## Source document
Belatacept is based on research into the molecular basis of immune tolerance. Its precursor, CTLA4Ig, was first shown to induce transplant tolerance in research conducted by Bluestone. Animal studies at Emory University by Larsen and preliminary clinical studies by Vincenti also contributed to the development of belatacept as an effective co-stimulatory blocker.
In the phase II study reported in NEJM, 218 patients were randomized to receive cyclosporine or either a less-intensive or more-intensive course of belatacept. All patients received several other drugs that are included in standard post-transplant therapy. At the end of six months, the rates of acute rejection were similar in all patient groups (six to seven percent for belatacept versus eight percent for cyclosporine). Acute rejection usually can be reversed, and study results showed that all patients retained their transplanted kidneys except for one in the intensive belatacept group and one in the cyclosporine group.

## Data extract
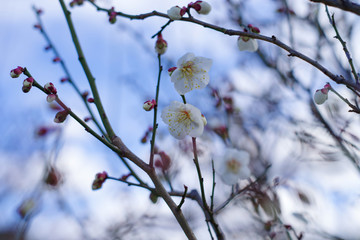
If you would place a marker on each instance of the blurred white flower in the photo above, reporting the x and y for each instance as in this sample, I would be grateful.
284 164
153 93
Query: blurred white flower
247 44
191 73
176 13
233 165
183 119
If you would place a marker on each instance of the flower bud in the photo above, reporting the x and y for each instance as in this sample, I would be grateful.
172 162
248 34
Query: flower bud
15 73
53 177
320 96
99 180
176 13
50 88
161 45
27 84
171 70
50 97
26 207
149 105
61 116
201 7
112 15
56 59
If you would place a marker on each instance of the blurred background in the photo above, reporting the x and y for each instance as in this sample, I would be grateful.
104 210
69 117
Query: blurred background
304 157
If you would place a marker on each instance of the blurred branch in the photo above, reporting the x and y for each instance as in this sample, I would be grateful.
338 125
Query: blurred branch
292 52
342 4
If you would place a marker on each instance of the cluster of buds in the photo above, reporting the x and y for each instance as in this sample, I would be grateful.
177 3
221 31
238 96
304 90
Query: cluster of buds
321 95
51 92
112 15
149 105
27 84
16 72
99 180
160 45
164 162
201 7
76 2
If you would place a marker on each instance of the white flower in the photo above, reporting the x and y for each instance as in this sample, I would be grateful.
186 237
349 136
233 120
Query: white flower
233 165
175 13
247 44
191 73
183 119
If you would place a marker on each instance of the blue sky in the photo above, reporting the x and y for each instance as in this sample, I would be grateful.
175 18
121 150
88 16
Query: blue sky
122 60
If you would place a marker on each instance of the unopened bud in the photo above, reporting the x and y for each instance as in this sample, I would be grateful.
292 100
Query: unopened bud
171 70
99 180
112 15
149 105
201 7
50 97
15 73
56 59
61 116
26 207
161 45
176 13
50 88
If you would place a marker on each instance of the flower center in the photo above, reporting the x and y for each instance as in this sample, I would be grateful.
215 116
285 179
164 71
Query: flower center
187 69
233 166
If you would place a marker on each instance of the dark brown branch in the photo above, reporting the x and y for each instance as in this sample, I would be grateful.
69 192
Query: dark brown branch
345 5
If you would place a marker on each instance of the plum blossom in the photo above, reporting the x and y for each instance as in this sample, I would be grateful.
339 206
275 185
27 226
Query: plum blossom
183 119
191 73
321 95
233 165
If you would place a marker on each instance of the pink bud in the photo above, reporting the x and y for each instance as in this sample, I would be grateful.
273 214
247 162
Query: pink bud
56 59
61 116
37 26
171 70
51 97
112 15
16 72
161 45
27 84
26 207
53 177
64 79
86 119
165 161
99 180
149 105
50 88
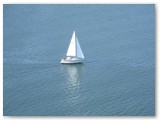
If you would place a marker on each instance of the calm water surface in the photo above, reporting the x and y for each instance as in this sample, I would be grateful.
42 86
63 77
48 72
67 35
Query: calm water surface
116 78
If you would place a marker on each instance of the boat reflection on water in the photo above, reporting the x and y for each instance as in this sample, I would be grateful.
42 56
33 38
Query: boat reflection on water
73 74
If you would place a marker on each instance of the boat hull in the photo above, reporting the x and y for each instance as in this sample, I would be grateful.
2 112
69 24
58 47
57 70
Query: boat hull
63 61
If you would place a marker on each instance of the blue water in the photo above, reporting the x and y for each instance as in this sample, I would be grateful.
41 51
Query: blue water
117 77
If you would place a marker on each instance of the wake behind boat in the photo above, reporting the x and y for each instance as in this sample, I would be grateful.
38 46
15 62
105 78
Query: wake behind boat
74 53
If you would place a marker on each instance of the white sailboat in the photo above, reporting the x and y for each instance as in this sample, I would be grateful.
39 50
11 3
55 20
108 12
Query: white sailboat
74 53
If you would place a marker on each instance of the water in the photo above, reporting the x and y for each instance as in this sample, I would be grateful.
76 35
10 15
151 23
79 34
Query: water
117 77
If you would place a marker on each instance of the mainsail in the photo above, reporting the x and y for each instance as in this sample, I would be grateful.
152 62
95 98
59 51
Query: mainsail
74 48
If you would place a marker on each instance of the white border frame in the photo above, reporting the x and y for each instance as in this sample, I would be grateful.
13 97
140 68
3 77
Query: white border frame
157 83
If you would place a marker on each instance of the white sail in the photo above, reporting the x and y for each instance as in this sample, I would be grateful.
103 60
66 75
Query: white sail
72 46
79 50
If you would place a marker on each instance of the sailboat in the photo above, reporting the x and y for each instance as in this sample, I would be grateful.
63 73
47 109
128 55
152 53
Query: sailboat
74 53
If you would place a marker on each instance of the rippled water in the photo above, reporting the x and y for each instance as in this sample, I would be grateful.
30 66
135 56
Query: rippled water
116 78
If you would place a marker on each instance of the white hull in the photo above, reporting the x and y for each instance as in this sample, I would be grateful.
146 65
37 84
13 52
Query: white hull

## Questions to answer
a – In the belatacept text, how many patients were randomized in the phase II study reported in NEJM?
b – Carry on the belatacept text from where it stops.

## Responses
a – 218 patients.

b –
After 12 months of post-transplant treatment, the researchers used glomular filtration rate (GFR) -- a measure of the kidney's ability to filter waste -- as an indicator of how well transplanted kidneys were functioning. The GFR was significantly higher at 12 months for patients receiving both the intensive and less intensive belatacept regimens compared to cyclosporine patients. Another indicator of kidney health, chronic allograft nephropathy (scarring of the kidney), also was lower at 12 months among patients receiving either of the belatacept regimens.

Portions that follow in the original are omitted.